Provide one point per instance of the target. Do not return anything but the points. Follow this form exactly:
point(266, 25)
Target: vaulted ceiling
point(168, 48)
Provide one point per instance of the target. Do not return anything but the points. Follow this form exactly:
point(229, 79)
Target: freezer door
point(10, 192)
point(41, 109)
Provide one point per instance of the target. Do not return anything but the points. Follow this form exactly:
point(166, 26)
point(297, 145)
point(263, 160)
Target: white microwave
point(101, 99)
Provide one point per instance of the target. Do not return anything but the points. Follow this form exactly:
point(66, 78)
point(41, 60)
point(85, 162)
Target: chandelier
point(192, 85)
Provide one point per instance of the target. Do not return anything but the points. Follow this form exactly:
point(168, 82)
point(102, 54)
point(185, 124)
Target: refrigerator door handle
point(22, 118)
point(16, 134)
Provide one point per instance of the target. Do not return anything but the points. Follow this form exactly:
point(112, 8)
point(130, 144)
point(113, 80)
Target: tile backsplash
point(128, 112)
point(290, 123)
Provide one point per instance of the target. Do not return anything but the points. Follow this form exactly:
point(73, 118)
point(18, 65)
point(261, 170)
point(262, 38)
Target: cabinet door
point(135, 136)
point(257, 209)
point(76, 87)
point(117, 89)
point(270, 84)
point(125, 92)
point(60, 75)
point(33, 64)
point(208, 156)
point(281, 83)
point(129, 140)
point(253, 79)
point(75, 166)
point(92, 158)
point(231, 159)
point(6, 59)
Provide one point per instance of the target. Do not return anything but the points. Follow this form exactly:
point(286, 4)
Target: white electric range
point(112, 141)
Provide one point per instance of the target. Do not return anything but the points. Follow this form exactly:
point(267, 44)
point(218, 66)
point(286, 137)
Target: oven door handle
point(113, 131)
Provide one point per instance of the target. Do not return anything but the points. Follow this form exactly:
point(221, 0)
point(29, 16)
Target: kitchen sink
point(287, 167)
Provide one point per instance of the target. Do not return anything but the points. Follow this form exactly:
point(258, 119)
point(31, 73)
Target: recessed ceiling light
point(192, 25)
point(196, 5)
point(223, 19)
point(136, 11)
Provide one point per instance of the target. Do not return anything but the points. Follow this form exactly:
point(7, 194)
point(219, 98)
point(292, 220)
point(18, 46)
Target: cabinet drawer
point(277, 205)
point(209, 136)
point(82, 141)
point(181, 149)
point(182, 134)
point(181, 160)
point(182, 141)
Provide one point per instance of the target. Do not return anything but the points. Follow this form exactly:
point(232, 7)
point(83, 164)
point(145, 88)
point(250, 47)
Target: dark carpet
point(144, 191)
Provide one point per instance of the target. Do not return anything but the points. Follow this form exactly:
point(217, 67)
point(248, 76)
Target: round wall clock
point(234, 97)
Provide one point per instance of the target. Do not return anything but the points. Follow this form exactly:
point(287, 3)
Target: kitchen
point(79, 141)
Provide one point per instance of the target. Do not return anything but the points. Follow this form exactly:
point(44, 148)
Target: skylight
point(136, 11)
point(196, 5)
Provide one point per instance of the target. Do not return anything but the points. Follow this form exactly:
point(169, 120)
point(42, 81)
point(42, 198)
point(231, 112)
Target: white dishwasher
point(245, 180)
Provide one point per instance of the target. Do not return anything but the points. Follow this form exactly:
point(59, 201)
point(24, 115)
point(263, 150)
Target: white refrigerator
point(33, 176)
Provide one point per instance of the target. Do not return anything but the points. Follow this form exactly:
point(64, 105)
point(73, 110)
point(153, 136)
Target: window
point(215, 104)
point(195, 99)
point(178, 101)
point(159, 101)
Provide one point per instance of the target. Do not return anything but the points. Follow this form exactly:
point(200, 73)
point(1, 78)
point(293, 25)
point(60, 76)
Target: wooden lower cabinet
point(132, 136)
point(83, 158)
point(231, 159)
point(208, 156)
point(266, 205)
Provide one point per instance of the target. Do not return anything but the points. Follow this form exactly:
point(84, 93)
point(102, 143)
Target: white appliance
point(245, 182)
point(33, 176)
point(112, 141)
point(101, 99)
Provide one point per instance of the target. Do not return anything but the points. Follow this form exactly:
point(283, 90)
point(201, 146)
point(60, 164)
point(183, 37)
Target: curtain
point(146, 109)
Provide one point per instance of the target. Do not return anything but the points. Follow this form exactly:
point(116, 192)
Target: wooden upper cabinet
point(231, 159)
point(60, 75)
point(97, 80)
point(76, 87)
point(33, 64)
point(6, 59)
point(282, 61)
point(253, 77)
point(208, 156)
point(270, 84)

__________

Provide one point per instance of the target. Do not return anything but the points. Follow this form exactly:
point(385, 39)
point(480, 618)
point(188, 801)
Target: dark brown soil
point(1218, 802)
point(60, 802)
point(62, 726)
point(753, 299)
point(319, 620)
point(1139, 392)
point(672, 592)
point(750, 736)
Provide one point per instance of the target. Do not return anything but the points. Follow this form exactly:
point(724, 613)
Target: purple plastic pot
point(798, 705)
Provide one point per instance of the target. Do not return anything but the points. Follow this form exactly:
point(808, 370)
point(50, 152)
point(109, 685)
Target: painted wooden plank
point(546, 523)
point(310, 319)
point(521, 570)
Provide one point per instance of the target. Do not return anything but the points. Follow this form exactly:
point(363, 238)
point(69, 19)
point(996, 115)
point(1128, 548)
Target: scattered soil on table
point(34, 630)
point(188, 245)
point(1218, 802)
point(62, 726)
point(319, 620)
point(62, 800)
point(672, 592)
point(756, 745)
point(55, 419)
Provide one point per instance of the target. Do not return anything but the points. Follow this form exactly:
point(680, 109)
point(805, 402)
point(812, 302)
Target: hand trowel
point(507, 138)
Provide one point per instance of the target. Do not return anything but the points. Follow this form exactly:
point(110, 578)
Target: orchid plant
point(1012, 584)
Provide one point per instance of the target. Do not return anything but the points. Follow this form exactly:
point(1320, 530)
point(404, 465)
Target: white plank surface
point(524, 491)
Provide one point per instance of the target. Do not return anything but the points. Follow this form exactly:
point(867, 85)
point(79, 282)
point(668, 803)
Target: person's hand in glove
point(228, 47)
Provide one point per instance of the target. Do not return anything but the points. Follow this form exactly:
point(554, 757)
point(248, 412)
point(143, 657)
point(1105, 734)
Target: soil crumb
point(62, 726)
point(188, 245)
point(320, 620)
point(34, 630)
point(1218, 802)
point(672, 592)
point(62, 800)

__________

▸ **YOUR TASK**
Pick out each line in the items above that contains the word "wooden", matching its case exactly.

▸ **EXERCISE RESULT**
Target: wooden lower cabinet
Target: wooden upper cabinet
Target: painted wooden plank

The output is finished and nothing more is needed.